Data to process:

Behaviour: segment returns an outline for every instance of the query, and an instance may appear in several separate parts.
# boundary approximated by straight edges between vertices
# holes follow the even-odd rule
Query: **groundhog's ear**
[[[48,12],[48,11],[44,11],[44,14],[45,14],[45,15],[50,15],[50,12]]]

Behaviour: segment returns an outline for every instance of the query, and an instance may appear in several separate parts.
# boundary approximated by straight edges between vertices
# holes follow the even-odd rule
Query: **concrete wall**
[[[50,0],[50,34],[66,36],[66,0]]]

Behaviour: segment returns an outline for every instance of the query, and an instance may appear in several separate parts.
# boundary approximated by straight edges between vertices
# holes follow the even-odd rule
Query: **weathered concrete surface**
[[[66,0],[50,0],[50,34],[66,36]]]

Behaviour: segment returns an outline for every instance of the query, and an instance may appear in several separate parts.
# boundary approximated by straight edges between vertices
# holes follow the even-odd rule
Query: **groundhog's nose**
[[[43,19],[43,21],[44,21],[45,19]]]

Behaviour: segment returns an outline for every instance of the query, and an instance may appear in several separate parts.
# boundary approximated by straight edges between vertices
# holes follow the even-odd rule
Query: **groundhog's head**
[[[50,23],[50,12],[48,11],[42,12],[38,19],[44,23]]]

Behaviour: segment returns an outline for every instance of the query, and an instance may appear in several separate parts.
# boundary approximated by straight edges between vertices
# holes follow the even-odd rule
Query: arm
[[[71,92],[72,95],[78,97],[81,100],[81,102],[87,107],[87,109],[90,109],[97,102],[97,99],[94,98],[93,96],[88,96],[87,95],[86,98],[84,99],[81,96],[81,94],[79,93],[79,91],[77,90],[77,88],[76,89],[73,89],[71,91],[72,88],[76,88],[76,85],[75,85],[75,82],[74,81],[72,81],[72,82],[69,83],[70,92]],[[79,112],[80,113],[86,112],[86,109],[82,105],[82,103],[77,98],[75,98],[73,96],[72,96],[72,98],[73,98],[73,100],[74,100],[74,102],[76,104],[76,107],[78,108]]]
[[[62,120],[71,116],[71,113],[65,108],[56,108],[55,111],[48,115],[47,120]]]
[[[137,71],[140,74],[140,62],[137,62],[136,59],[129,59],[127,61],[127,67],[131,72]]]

Goal of the exercise:
Convert every line of the items above into a Markdown table with the columns Index and Content, numbering the rows in order and dropping blank lines.

Correct answer:
| Index | Content |
|---|---|
| 1 | Behaviour: segment returns an outline for every instance of the query, and an instance may appear in several separate parts. |
| 2 | # boundary approximated by straight edges between vertices |
| 3 | # holes follow the even-odd rule |
| 4 | Query: **groundhog's ear** |
| 5 | [[[48,12],[48,11],[44,11],[44,14],[45,14],[45,15],[50,15],[50,12]]] |
| 6 | Behaviour: segment returns an outline for every instance of the query, and an instance may appear in several separate parts. |
| 7 | # boundary approximated by straight edges between vertices |
| 8 | # holes follow the even-odd rule |
| 9 | Query: **concrete wall** |
| 10 | [[[50,0],[50,34],[66,36],[66,0]]] |
| 11 | Behaviour: segment returns an outline for every instance of the query, and an instance may appear in several separate parts. |
| 12 | # boundary approximated by straight edges between vertices |
| 13 | # holes follow the even-odd rule |
| 14 | Query: **weathered concrete surface** |
| 15 | [[[66,0],[50,0],[50,34],[66,36]]] |
| 16 | Behaviour: segment returns an outline for every instance of the query, and an instance may appear in several separate parts. |
| 17 | # boundary approximated by straight edges between vertices |
| 18 | # holes follow the even-odd rule |
| 19 | Query: **groundhog's nose** |
| 20 | [[[43,19],[43,21],[44,21],[45,19]]] |
| 21 | Behaviour: segment returns an outline for every instance of the query, and an instance may appear in several separate parts. |
| 22 | # boundary approximated by straight edges between vertices |
| 23 | # holes follow the even-odd rule |
| 24 | Query: **groundhog's head** |
| 25 | [[[50,23],[50,12],[48,11],[42,12],[38,19],[44,23]]] |
| 26 | Behaviour: segment returns an outline for every instance of the query, and an instance may appear in several separate parts. |
| 27 | # boundary approximated by straight edges between vertices |
| 28 | # holes follow the even-odd rule |
| 29 | Query: arm |
| 30 | [[[71,92],[72,95],[78,97],[81,100],[81,102],[87,107],[87,109],[90,109],[97,102],[97,99],[94,98],[93,96],[88,96],[87,95],[86,98],[84,99],[81,96],[81,94],[79,93],[79,91],[77,90],[77,88],[76,89],[73,89],[71,91],[72,88],[76,88],[76,85],[75,85],[75,82],[74,81],[72,81],[72,82],[69,83],[70,92]],[[79,112],[80,113],[86,112],[86,109],[82,105],[82,103],[77,98],[75,98],[73,96],[72,96],[72,98],[73,98],[73,100],[74,100],[74,102],[76,104],[76,107],[78,108]]] |
| 31 | [[[62,120],[71,116],[71,113],[65,108],[56,108],[55,111],[48,115],[47,120]]] |
| 32 | [[[137,71],[140,74],[140,62],[137,62],[136,59],[129,59],[127,61],[127,67],[131,72]]] |